Written instruction -> Copy the resin forum thread starting with "Theres also a" and going on through "bubbles If present.", swapping in "urethane" wherever "polyester" appears.

Text passage ->
************
# Epoxy Resin vs Casting Resin HELP!



## Johnturner (Dec 29, 2020)

I an confused (surprise, surprise) Is there a difference between casting and epoxy resin? I want to cast some small items then turn them.
Do both resin need a pressure pot? After pouring what temp should the unit be kept at? How long before it is hard?
I know a lot of questions - Be kind and know that there is no such thing as overexplaining.
Thanks


----------



## TimR (Dec 30, 2020)

John, I think epoxy resin like Amazing Clear cast is a good start. No need to pull vacuum on A or B, and no pressure pot needed. Cures enough to demold overnight but best leaving cure for 2 days min before turning.
The other popular product is Alumilite Clear, however it is best to both pull vacuum on both parts and cure overnight in pressure pot.
Theres also a polyester resin (silmar something or other) and it’s similar to the epoxy in not needing pressure pot:
. I would still recommend using pressure pot if it will fit, as it will help reduce size of small bubbles If present.

Reactions: Informative 1


----------



## Wildthings (Dec 30, 2020)

Johnturner said:


> I an confused (surprise, surprise) Is there a difference between casting and epoxy resin? I want to cast some small items then turn them.
> Do both resin need a pressure pot? After pouring what temp should the unit be kept at? How long before it is hard?
> I know a lot of questions - Be kind and know that there is no such thing as overexplaining.
> Thanks


What do you mean by a small item? What kind of item? Pen blanks? Are you just pouring resin or are you embedding something in it


----------



## Don Van Dyne (Dec 30, 2020)

Hi John, not sure if you got the answers your looking for but I ran across this and thought I would put in my 2 cents. I started much the same way it seems you are with lots of questions. Been stabilizing and casting for a little over 2 years now and here’s how I do it.
I saw your previous post about the HF pressure pot so I’m going to assume you are planning on using it, I would highly recommend using pressure vs non pressure casting. Also, I’m my experience there is no need to go over 50 lbs. I’ve never had visible bubbles in a casting and I never go over 50.
************
Stored data ->
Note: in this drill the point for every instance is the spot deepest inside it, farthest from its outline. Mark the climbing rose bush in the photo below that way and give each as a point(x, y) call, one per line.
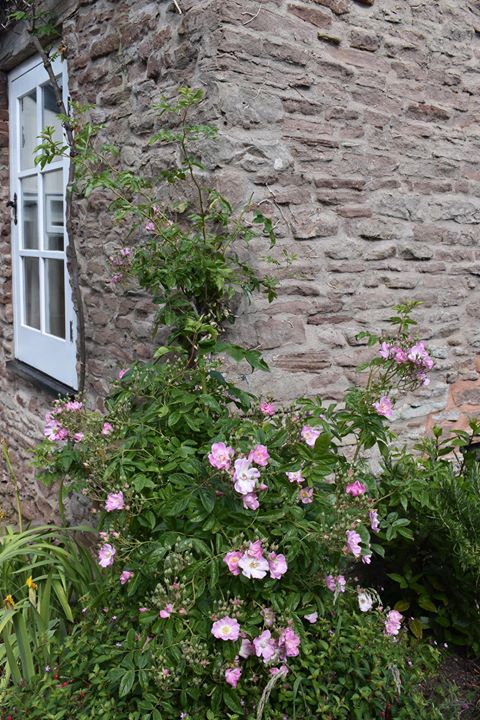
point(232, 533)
************
Correct response ->
Theres also a urethane resin (silmar something or other) and it’s similar to the epoxy in not needing pressure pot:
. I would still recommend using pressure pot if it will fit, as it will help reduce size of small bubbles If present.